WORK TO DO: Format the whole listing below as a JSON list of strings with one string per line, skipping blank lines and leaving out the pictures.

-=-=-

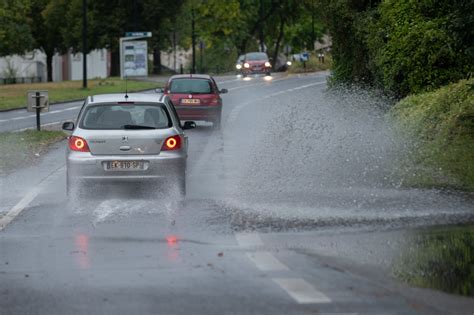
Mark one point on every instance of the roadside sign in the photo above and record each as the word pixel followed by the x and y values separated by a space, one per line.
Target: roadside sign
pixel 43 101
pixel 138 34
pixel 135 58
pixel 134 54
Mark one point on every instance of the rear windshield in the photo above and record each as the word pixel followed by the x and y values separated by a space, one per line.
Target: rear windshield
pixel 191 86
pixel 117 116
pixel 256 56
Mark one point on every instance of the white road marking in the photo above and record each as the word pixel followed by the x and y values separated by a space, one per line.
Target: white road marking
pixel 26 200
pixel 301 291
pixel 227 81
pixel 265 261
pixel 248 239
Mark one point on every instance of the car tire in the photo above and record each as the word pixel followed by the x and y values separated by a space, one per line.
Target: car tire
pixel 216 124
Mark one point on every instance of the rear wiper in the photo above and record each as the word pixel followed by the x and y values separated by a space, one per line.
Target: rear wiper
pixel 137 127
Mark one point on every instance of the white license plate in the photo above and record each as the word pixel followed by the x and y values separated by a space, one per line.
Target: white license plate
pixel 190 101
pixel 125 165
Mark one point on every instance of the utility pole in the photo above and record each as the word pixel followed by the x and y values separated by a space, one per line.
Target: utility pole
pixel 201 51
pixel 262 45
pixel 193 37
pixel 84 44
pixel 312 25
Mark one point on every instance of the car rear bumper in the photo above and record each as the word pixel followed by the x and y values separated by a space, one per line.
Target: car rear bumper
pixel 85 167
pixel 256 71
pixel 193 112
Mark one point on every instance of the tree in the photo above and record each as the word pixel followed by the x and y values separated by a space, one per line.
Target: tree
pixel 46 18
pixel 15 32
pixel 420 46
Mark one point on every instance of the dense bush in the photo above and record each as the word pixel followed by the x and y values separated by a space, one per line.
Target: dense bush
pixel 416 47
pixel 442 125
pixel 403 46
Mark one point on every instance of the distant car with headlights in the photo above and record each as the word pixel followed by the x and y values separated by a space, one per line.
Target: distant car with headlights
pixel 256 63
pixel 196 97
pixel 120 138
pixel 239 63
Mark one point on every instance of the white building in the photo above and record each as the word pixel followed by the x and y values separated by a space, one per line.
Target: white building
pixel 65 67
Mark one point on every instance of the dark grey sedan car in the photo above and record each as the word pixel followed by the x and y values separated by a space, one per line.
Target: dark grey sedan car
pixel 134 138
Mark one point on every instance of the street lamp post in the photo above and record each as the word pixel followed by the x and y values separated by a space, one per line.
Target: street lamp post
pixel 193 38
pixel 84 44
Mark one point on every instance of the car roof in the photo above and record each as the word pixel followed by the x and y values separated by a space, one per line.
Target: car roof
pixel 132 97
pixel 190 76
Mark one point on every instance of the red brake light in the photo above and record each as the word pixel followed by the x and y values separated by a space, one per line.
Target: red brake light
pixel 172 143
pixel 214 101
pixel 78 144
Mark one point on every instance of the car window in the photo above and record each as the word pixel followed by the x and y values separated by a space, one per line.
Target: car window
pixel 256 56
pixel 194 86
pixel 116 116
pixel 173 111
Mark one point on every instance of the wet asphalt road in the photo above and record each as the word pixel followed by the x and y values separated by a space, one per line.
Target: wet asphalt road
pixel 295 207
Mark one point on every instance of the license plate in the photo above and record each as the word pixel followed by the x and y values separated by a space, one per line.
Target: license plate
pixel 191 101
pixel 125 165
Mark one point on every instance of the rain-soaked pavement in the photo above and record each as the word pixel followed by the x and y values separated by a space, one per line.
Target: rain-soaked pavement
pixel 296 207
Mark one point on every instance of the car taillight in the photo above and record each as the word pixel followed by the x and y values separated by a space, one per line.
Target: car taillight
pixel 213 101
pixel 78 144
pixel 172 143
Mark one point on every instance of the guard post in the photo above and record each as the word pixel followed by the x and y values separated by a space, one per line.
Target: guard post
pixel 38 101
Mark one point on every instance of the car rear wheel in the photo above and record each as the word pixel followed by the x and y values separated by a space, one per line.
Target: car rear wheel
pixel 216 124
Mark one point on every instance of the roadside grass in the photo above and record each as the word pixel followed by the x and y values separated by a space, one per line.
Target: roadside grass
pixel 312 65
pixel 14 95
pixel 440 258
pixel 439 129
pixel 20 149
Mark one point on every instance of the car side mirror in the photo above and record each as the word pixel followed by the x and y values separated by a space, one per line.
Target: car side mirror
pixel 68 125
pixel 189 125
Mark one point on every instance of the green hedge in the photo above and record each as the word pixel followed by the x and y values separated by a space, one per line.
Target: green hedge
pixel 441 126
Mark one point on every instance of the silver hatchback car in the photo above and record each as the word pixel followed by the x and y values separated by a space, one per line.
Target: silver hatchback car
pixel 120 138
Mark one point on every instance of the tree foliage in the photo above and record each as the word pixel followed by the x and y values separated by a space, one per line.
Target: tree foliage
pixel 15 32
pixel 403 46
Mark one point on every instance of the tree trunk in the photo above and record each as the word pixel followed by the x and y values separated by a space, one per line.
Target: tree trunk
pixel 157 61
pixel 115 64
pixel 278 43
pixel 49 66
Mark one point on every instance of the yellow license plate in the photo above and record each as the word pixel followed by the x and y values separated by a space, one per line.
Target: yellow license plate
pixel 125 165
pixel 191 101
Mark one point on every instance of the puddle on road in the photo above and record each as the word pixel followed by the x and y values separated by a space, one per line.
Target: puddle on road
pixel 440 258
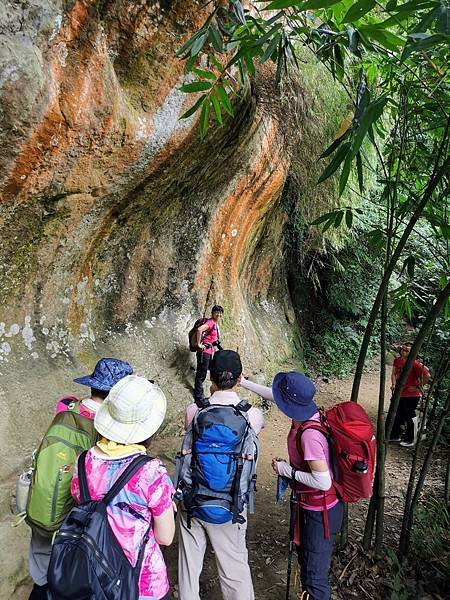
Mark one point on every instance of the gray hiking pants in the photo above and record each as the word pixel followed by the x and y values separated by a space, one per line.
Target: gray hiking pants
pixel 228 542
pixel 39 557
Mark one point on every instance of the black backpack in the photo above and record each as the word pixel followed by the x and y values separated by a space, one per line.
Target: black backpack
pixel 192 335
pixel 87 561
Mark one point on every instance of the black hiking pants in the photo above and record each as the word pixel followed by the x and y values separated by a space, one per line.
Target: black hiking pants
pixel 406 412
pixel 203 360
pixel 315 551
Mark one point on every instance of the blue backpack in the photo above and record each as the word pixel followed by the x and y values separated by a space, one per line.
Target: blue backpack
pixel 216 468
pixel 87 561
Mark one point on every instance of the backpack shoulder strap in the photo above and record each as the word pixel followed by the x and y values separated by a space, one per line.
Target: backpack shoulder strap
pixel 310 425
pixel 203 403
pixel 84 489
pixel 132 468
pixel 243 406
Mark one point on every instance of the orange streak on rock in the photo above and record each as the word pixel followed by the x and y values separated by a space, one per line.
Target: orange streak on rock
pixel 235 224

-=-=-

RESULT FOR THIS EXERCISE:
[
  "Mark one point on every instance of the roadside sign in the photo above and record each as the word pixel followed by the x and y values separated by a space, one per line.",
  "Target: roadside sign",
  "pixel 43 101",
  "pixel 138 34",
  "pixel 135 58",
  "pixel 134 54",
  "Mark one point on every instance of the rear windshield in the photo above and record each as the word pixel followed by the x and y values separated by a space, one per line.",
  "Target: rear windshield",
  "pixel 191 86",
  "pixel 117 116",
  "pixel 256 56",
  "Mark one point on every instance of the white road marking in the photo above and record each as the word pixel followed by the x and y values separated by a space, one per line.",
  "Target: white road marking",
  "pixel 26 200",
  "pixel 301 291",
  "pixel 227 81",
  "pixel 265 261",
  "pixel 248 239",
  "Mark one point on every instance of the car tire in the photo above and record each as the word pixel followed by the x and y values separated by a space, one per line.",
  "Target: car tire",
  "pixel 216 124",
  "Mark one point on every instance of the rear wiper in the photo above and record each as the word pixel followed by the x and y values separated by a space, one per line.",
  "Target: rear wiper",
  "pixel 137 127",
  "Mark one point on every instance of the white license plate in the photo above and record each as the word pixel followed by the x and y values separated by a space, one per line.",
  "Target: white license plate",
  "pixel 190 101",
  "pixel 125 165",
  "Mark one point on every instance of the utility pole in the photo above and record each as the word pixel followed by the x and y values separated by a space, one per line.",
  "Target: utility pole",
  "pixel 201 51",
  "pixel 262 45",
  "pixel 193 37",
  "pixel 84 44",
  "pixel 312 25",
  "Mark one point on every instance of the car rear bumper in the photo above and record each as the word pixel followed by the x and y values separated by a space, one per line.",
  "Target: car rear bumper",
  "pixel 85 167",
  "pixel 256 71",
  "pixel 193 112",
  "Mark one point on every instance of the tree in the photo above and record each as the word pixel followed by the x and y values separated by a space, one per line.",
  "Target: tree",
  "pixel 46 18",
  "pixel 15 32",
  "pixel 420 46",
  "Mark one point on every instance of the dense bush in the photo above and record each as the word pixel followed by the x and y values separated by a space, one per line.",
  "Target: dense bush",
  "pixel 416 47",
  "pixel 442 125",
  "pixel 403 46",
  "Mark one point on every instance of the distant car with headlights in the photo above and record each as the word pixel followed by the x and y values separated by a space, one per line.",
  "Target: distant car with headlights",
  "pixel 256 63",
  "pixel 196 97",
  "pixel 120 138",
  "pixel 239 63",
  "Mark one point on every instance of the white building in the photo above and record each as the word pixel followed by the x and y values separated by a space, one per line.",
  "Target: white building",
  "pixel 65 67",
  "Mark one point on every instance of the dark grey sedan car in the photo above and record each as the word pixel followed by the x and y values separated by a space, one per line.",
  "Target: dark grey sedan car",
  "pixel 134 138",
  "Mark one point on every instance of the street lamp post in the photo above and record each as the word pixel followed by the x and y values separated by a space, one per line.",
  "Target: street lamp post",
  "pixel 193 38",
  "pixel 84 44",
  "Mark one point on every instance of the car roof in the photo above and record each as the word pixel followed by the x and y values separated by a space, one per line.",
  "Target: car roof",
  "pixel 132 97",
  "pixel 190 76",
  "Mark one point on every instance of the red brake light in the photo above and record each as the word pixel followed by the x and y values separated by a space, one per line.",
  "Target: red brake light",
  "pixel 172 143",
  "pixel 214 101",
  "pixel 78 144",
  "Mark one point on every instance of the car window in the photo above and record each as the word pixel followed by the x and y values separated by a space, one per line.",
  "Target: car window",
  "pixel 256 56",
  "pixel 194 86",
  "pixel 116 116",
  "pixel 173 111",
  "Mark one point on every instance of the wet asphalt road in the photo above and record each as the word pixel followed by the x and y values separated by a space, one per line.",
  "Target: wet asphalt road",
  "pixel 295 207",
  "Mark one point on every instance of the license plate in the photo above and record each as the word pixel followed by the x and y values separated by a space, one per line.",
  "Target: license plate",
  "pixel 191 101",
  "pixel 125 165",
  "Mark one point on every instance of the rain-soaked pavement in the photo above and record each as the word pixel followed by the x and y values separated by a space, one per line.",
  "Target: rain-soaked pavement",
  "pixel 296 207",
  "Mark one point on every instance of the car taillight in the photo above and record each as the word pixel followed by the x and y values separated by a space, one per line.",
  "Target: car taillight",
  "pixel 213 101",
  "pixel 78 144",
  "pixel 172 143",
  "Mark one point on every instance of the guard post in the photo above and record each as the word pixel followed by the x and y values separated by a space, one per line.",
  "Target: guard post",
  "pixel 38 101",
  "Mark one point on every instance of the car rear wheel in the photo above and record each as the word pixel followed by the x and y values separated by a space, one per line.",
  "Target: car rear wheel",
  "pixel 216 124",
  "Mark one point on every instance of the roadside grass in the photo above and record each as the word pixel followed by the x and y values separated by a space, one per line.",
  "Target: roadside grass",
  "pixel 312 65",
  "pixel 14 95",
  "pixel 440 258",
  "pixel 439 129",
  "pixel 20 149",
  "Mark one point on every instance of the car side mirror in the photo above and record each as the word pixel followed by the x and y values separated by a space, one per line.",
  "Target: car side mirror",
  "pixel 68 125",
  "pixel 189 125",
  "Mark one point on every instance of the green hedge in the photo above and record each as the word pixel followed by the x and y values separated by a space, one per line.",
  "Target: green hedge",
  "pixel 441 126",
  "Mark one point on every instance of the silver hatchback car in the photo above and record each as the word pixel followed by the x and y values separated by a space, one per line.",
  "Target: silver hatchback car",
  "pixel 120 138",
  "Mark one point on every instance of the tree foliage in the photo above and record each as the word pixel followed by the x and y values separated by a space, one per line.",
  "Target: tree foliage",
  "pixel 15 32",
  "pixel 403 46",
  "Mark one point on every instance of the tree trunk in the photo above and record each as the word pixel followed by the x and y values separated by a space, one per line.",
  "Target: tree trunk",
  "pixel 157 61",
  "pixel 115 64",
  "pixel 278 43",
  "pixel 49 66",
  "Mark one point on every instance of the yellow license plate in the photo above and record each as the word pixel followed by the x and y values separated by a space, one per line.",
  "Target: yellow license plate",
  "pixel 125 165",
  "pixel 191 101",
  "Mark one point on every instance of the puddle on road in the photo above and record each as the word pixel followed by the x and y values separated by a space, one per line.",
  "Target: puddle on road",
  "pixel 440 258",
  "Mark one point on every instance of the gray hiking pants in the photo above and record each as the word pixel followed by the x and y values separated by a space, one per line.",
  "Target: gray hiking pants",
  "pixel 228 542",
  "pixel 39 557",
  "Mark one point on every instance of the black backpack in the photo above and record each as the word pixel followed by the x and y values separated by a space, one per line.",
  "Target: black backpack",
  "pixel 192 335",
  "pixel 87 561",
  "Mark one point on every instance of the black hiking pants in the photo above and record each as the word pixel followed by the x and y values separated by a space, one per line.",
  "Target: black hiking pants",
  "pixel 406 412",
  "pixel 203 360",
  "pixel 315 551",
  "Mark one point on every instance of the blue backpack in the photo above and record each as the word pixel followed by the x and y values separated by a space, one per line.",
  "Target: blue backpack",
  "pixel 216 468",
  "pixel 87 561",
  "Mark one point on every instance of the backpack shoulder strap in the photo above and record each as the word pixel followed by the x and y values separated by a space, one per line.",
  "Target: backpack shoulder strap",
  "pixel 310 425",
  "pixel 203 403",
  "pixel 84 489",
  "pixel 132 468",
  "pixel 243 406",
  "Mark one point on every instance of the orange streak on rock in the photo above and record each as the word pixel followed by the x and y values separated by a space, one per line.",
  "Target: orange streak on rock",
  "pixel 235 224"
]